**Work to complete**: Each record below must be returned exactly, with no line left out.

Record excerpts Block Start

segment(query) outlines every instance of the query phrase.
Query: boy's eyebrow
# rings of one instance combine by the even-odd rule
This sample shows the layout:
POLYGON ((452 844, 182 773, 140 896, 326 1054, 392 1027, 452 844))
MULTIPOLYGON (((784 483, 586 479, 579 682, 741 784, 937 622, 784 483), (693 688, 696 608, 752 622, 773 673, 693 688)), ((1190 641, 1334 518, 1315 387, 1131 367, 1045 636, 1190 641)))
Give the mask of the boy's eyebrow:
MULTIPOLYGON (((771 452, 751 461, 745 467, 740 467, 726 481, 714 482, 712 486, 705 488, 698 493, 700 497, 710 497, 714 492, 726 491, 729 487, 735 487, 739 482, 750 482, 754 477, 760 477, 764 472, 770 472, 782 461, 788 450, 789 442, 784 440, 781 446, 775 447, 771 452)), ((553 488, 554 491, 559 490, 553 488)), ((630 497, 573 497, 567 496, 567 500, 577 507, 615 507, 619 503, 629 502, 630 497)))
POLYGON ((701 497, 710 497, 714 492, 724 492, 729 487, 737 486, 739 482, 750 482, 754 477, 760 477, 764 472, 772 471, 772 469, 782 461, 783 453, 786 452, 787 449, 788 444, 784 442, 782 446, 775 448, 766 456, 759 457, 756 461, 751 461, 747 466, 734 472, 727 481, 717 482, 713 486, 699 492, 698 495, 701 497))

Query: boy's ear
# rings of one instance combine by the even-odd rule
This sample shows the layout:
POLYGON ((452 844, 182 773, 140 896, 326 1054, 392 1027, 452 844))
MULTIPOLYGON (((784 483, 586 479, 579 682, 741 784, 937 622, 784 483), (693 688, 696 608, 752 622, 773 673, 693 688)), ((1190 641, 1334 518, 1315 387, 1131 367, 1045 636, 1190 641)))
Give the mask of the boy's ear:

Record excerpts Block End

**Response to the exercise**:
segment(query) outlines every instance of the query phrase.
Query: boy's eyebrow
# rings of one instance combine by the even-odd rule
This sample shows the layout:
POLYGON ((452 844, 182 773, 140 896, 326 1054, 392 1027, 452 844))
MULTIPOLYGON (((784 483, 586 479, 579 682, 741 784, 937 622, 784 483), (693 688, 696 608, 752 622, 773 673, 693 688)), ((1190 641, 1334 518, 1315 387, 1131 367, 1045 636, 1190 641)))
Give the mask of the boy's eyebrow:
MULTIPOLYGON (((771 452, 751 461, 745 467, 740 467, 726 481, 714 482, 712 486, 705 488, 698 493, 700 497, 710 497, 714 492, 726 491, 729 487, 735 487, 739 482, 750 482, 754 477, 760 477, 764 472, 770 472, 782 461, 788 450, 789 442, 784 440, 781 446, 775 447, 771 452)), ((553 488, 554 491, 559 490, 553 488)), ((630 497, 573 497, 567 496, 567 500, 577 507, 615 507, 619 503, 629 502, 630 497)))
POLYGON ((701 497, 710 497, 714 492, 724 492, 729 487, 737 486, 739 482, 750 482, 754 477, 760 477, 764 472, 772 471, 772 469, 782 461, 783 453, 786 452, 787 449, 788 444, 784 442, 782 446, 775 448, 766 456, 759 457, 756 461, 751 461, 747 466, 734 472, 727 481, 717 482, 713 486, 699 492, 698 495, 701 497))

Query: boy's ear
# rings of one instance combine by the even-odd rule
This sample shows the layout:
POLYGON ((452 844, 182 773, 140 896, 326 1054, 392 1027, 452 844))
MULTIPOLYGON (((784 483, 586 479, 579 682, 741 784, 937 622, 784 483), (693 688, 696 608, 752 622, 773 673, 693 688)), ((1190 641, 1334 518, 1315 387, 1131 367, 1045 636, 1190 641)))
Give the mask of the boy's ear:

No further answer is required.